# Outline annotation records
______________________________

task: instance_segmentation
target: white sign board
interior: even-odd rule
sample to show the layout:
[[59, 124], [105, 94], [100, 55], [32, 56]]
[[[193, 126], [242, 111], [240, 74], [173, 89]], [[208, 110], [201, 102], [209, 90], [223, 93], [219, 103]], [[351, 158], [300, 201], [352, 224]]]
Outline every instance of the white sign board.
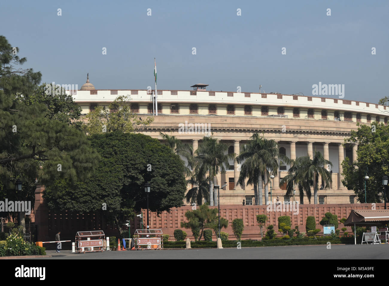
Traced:
[[375, 237], [375, 232], [365, 232], [364, 233], [364, 241], [369, 242], [373, 242]]

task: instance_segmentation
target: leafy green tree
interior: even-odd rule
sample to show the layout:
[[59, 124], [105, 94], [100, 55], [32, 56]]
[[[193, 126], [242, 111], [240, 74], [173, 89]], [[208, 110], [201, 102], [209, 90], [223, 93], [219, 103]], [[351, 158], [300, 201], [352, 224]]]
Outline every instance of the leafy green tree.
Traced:
[[232, 221], [232, 231], [238, 240], [240, 240], [244, 229], [244, 225], [243, 224], [243, 220], [241, 218], [236, 218]]
[[310, 216], [307, 218], [305, 221], [305, 230], [307, 233], [310, 230], [314, 230], [316, 229], [316, 221], [315, 217]]
[[229, 165], [229, 159], [233, 159], [235, 154], [226, 154], [228, 147], [226, 144], [221, 143], [217, 138], [212, 136], [204, 137], [203, 142], [194, 152], [195, 160], [200, 161], [204, 167], [209, 170], [209, 203], [210, 205], [217, 204], [217, 196], [214, 195], [214, 183], [216, 181], [216, 176], [219, 172], [226, 172], [226, 166]]
[[[265, 186], [265, 203], [268, 201], [267, 182], [271, 175], [269, 169], [278, 170], [280, 159], [281, 161], [288, 161], [286, 156], [279, 153], [278, 144], [275, 141], [265, 139], [258, 133], [252, 135], [237, 157], [238, 163], [243, 162], [237, 184], [243, 186], [245, 179], [248, 179], [246, 185], [252, 184], [254, 186], [255, 204], [263, 204], [263, 180]], [[277, 173], [274, 173], [275, 175], [277, 175]]]
[[175, 154], [179, 155], [182, 160], [182, 163], [185, 167], [185, 175], [189, 177], [192, 174], [191, 168], [194, 164], [193, 147], [191, 145], [184, 144], [179, 139], [174, 136], [159, 132], [159, 135], [164, 140], [163, 144], [170, 147]]
[[[33, 94], [41, 75], [16, 68], [26, 60], [15, 51], [0, 36], [0, 198], [33, 202], [36, 181], [48, 186], [61, 178], [85, 179], [99, 157], [82, 133], [47, 116], [44, 104], [20, 101]], [[15, 191], [18, 179], [21, 192]], [[25, 218], [21, 215], [19, 223]]]
[[27, 105], [43, 104], [47, 109], [46, 118], [72, 125], [81, 130], [81, 107], [74, 102], [71, 95], [66, 93], [64, 88], [57, 86], [53, 93], [56, 88], [51, 83], [44, 83], [37, 86], [31, 94], [18, 93], [15, 100]]
[[186, 180], [191, 187], [187, 192], [185, 198], [187, 202], [192, 205], [200, 205], [203, 200], [209, 198], [209, 178], [205, 165], [196, 163], [195, 166]]
[[[217, 209], [210, 209], [208, 204], [204, 204], [196, 208], [193, 211], [188, 211], [185, 213], [185, 217], [188, 220], [188, 222], [181, 222], [181, 227], [186, 228], [190, 228], [192, 230], [196, 228], [199, 228], [201, 230], [200, 238], [203, 236], [203, 233], [205, 228], [210, 228], [217, 233], [216, 229], [218, 230], [219, 225], [217, 223]], [[217, 226], [216, 226], [217, 225]], [[228, 221], [223, 218], [220, 219], [220, 227], [226, 228], [228, 226]], [[219, 231], [217, 231], [216, 237], [219, 236]]]
[[296, 182], [300, 192], [300, 199], [302, 197], [301, 195], [303, 196], [303, 191], [306, 193], [308, 187], [310, 189], [312, 186], [314, 204], [317, 204], [319, 176], [321, 176], [326, 188], [329, 188], [332, 182], [331, 174], [326, 168], [328, 165], [332, 166], [332, 163], [324, 159], [321, 153], [319, 151], [315, 152], [312, 159], [309, 156], [299, 157], [291, 162], [288, 175], [280, 180], [280, 186], [286, 183], [286, 195], [291, 195], [293, 193], [294, 189], [294, 181]]
[[145, 129], [154, 121], [147, 117], [142, 119], [131, 111], [131, 98], [129, 95], [120, 95], [108, 105], [98, 106], [86, 116], [83, 128], [90, 135], [121, 131], [133, 132]]
[[268, 219], [267, 216], [266, 214], [257, 214], [257, 222], [259, 225], [259, 230], [261, 233], [261, 237], [263, 238], [263, 227], [266, 224], [266, 222], [268, 221]]
[[266, 232], [266, 235], [265, 236], [265, 239], [273, 239], [277, 236], [277, 234], [274, 231], [274, 226], [273, 225], [270, 225], [266, 228], [268, 231]]
[[63, 180], [47, 188], [44, 197], [49, 208], [81, 213], [100, 211], [121, 233], [125, 221], [147, 207], [146, 182], [151, 184], [151, 211], [168, 211], [182, 205], [186, 184], [181, 159], [158, 139], [119, 132], [88, 139], [101, 161], [91, 177], [85, 182], [77, 181], [75, 187]]
[[[389, 174], [389, 126], [373, 122], [370, 126], [357, 123], [358, 129], [351, 131], [346, 143], [358, 144], [357, 160], [351, 163], [346, 158], [342, 163], [343, 184], [354, 190], [358, 200], [368, 203], [384, 202], [382, 179]], [[366, 174], [369, 176], [365, 180]], [[387, 193], [386, 194], [387, 198]]]

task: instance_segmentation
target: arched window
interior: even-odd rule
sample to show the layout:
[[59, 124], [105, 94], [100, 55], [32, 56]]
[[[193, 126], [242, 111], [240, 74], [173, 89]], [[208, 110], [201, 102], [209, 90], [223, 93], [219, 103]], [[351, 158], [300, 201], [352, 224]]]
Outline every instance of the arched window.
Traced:
[[334, 120], [340, 120], [340, 118], [339, 117], [339, 111], [335, 111], [334, 112]]
[[173, 103], [170, 105], [170, 113], [179, 113], [180, 107], [176, 103]]
[[265, 116], [269, 115], [269, 109], [267, 106], [262, 106], [261, 107], [261, 115]]
[[137, 103], [131, 104], [131, 113], [139, 113], [139, 105]]
[[300, 117], [300, 110], [298, 108], [294, 108], [293, 109], [293, 117]]
[[89, 111], [93, 111], [96, 107], [97, 107], [97, 104], [91, 104], [89, 105]]
[[321, 119], [327, 119], [327, 111], [323, 110], [321, 111]]
[[191, 114], [198, 114], [198, 106], [197, 104], [191, 104], [189, 105], [189, 112]]
[[110, 112], [113, 113], [116, 112], [119, 110], [119, 105], [118, 104], [112, 104], [111, 105], [111, 108], [109, 110], [109, 111]]
[[244, 115], [251, 115], [252, 114], [252, 108], [251, 105], [245, 105]]
[[[281, 147], [279, 149], [280, 154], [286, 156], [286, 150], [284, 147]], [[280, 171], [286, 171], [286, 166], [285, 165], [280, 166]]]
[[352, 115], [350, 112], [345, 112], [344, 113], [344, 121], [352, 121]]
[[208, 114], [216, 114], [216, 106], [215, 104], [210, 104], [208, 106]]
[[235, 114], [235, 105], [227, 105], [227, 114]]

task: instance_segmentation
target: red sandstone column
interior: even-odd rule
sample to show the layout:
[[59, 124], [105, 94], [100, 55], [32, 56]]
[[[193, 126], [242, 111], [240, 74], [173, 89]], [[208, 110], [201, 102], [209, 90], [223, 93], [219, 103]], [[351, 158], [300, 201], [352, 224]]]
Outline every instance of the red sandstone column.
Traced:
[[296, 160], [296, 141], [291, 142], [291, 159]]
[[[239, 141], [239, 140], [235, 140], [234, 141], [234, 153], [235, 153], [235, 156], [237, 156], [239, 154], [240, 152], [240, 149]], [[239, 168], [238, 168], [238, 163], [236, 162], [235, 162], [234, 163], [234, 181], [235, 182], [235, 185], [237, 184], [237, 182], [239, 178], [239, 175], [240, 174], [240, 167]], [[242, 188], [240, 187], [240, 185], [238, 185], [238, 186], [235, 186], [234, 189], [241, 190]]]
[[352, 163], [355, 163], [357, 161], [357, 150], [358, 149], [358, 144], [354, 144], [352, 146]]
[[342, 163], [343, 161], [343, 160], [344, 160], [344, 153], [343, 149], [343, 146], [342, 145], [341, 143], [339, 143], [338, 149], [339, 150], [339, 171], [338, 175], [338, 188], [340, 189], [341, 188], [344, 188], [343, 186], [343, 184], [342, 183], [342, 180], [343, 179], [343, 176], [342, 175], [342, 172], [343, 171], [343, 169], [342, 166]]

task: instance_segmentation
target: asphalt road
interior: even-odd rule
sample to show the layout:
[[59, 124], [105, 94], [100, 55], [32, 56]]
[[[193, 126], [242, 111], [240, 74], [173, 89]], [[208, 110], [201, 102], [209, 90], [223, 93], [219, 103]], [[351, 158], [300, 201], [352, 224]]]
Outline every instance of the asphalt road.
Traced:
[[47, 251], [37, 259], [389, 259], [389, 244], [299, 246], [223, 249], [145, 250], [74, 254]]

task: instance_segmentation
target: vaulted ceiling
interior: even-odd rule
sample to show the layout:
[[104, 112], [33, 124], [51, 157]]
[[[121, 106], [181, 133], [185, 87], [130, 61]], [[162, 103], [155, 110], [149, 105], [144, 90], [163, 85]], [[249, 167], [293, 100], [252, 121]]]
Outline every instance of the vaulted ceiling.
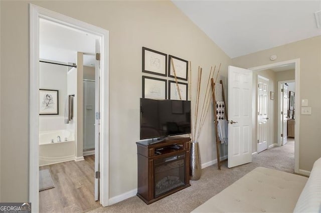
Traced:
[[321, 35], [321, 0], [173, 0], [234, 58]]

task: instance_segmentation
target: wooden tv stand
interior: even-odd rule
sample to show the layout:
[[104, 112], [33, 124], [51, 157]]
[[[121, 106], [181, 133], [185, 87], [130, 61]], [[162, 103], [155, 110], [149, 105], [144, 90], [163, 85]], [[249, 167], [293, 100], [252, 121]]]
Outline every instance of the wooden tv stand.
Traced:
[[138, 142], [137, 196], [150, 204], [190, 186], [189, 138]]

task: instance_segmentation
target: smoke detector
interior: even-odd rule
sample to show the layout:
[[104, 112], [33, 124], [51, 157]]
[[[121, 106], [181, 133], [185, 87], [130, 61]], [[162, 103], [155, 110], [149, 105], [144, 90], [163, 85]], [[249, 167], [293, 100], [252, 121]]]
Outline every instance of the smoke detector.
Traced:
[[271, 56], [271, 57], [270, 57], [270, 60], [274, 60], [277, 58], [277, 56], [276, 55], [273, 54], [273, 56]]
[[316, 27], [317, 28], [321, 28], [321, 10], [314, 12], [314, 16], [315, 16]]

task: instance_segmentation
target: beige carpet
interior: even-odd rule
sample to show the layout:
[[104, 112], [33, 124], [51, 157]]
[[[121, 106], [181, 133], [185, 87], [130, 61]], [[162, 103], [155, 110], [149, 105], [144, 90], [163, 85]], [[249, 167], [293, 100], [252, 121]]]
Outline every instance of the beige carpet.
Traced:
[[253, 156], [252, 162], [227, 168], [223, 162], [221, 170], [216, 164], [202, 170], [201, 179], [191, 181], [191, 186], [147, 205], [134, 196], [107, 207], [100, 207], [91, 212], [190, 212], [219, 193], [249, 172], [258, 166], [293, 173], [294, 168], [294, 142], [275, 146]]

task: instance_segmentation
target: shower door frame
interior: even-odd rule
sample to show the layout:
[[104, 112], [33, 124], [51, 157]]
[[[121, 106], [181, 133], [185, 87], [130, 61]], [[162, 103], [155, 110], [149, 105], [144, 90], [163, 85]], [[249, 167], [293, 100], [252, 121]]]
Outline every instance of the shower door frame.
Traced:
[[101, 62], [100, 108], [101, 111], [100, 150], [100, 202], [109, 204], [109, 31], [49, 10], [29, 4], [30, 12], [30, 91], [29, 91], [29, 198], [33, 212], [39, 212], [39, 20], [44, 18], [57, 24], [93, 34], [100, 38]]

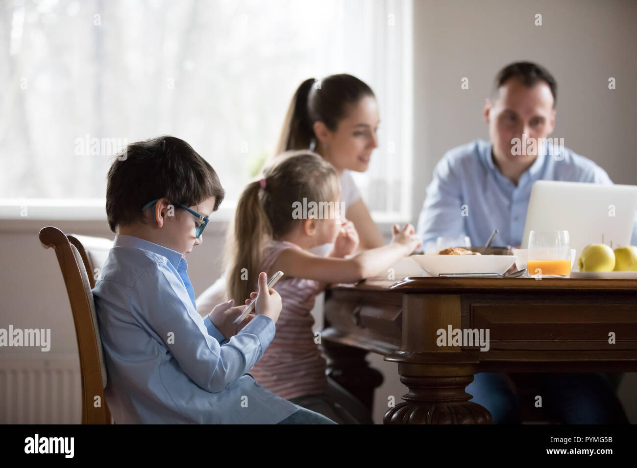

______________________________

# REQUIRED TASK
Duplicate the listing starting at its very first line and ending at the line that contains "242], [373, 242]]", with both of those lines included. Leave the pictures out of your answer.

# SOLUTION
task: instance_segmentation
target: white sign board
interior: even-odd rule
sample to show the layout:
[[59, 124], [105, 94], [100, 55], [32, 56]]
[[[193, 126], [242, 111], [240, 74], [173, 89]], [[208, 110], [201, 102], [209, 90], [223, 93], [219, 103]], [[351, 158], [300, 201], [352, 224]]]
Outline every instance of the white sign board.
Traced:
[[375, 237], [375, 232], [365, 232], [364, 233], [364, 241], [369, 242], [373, 242]]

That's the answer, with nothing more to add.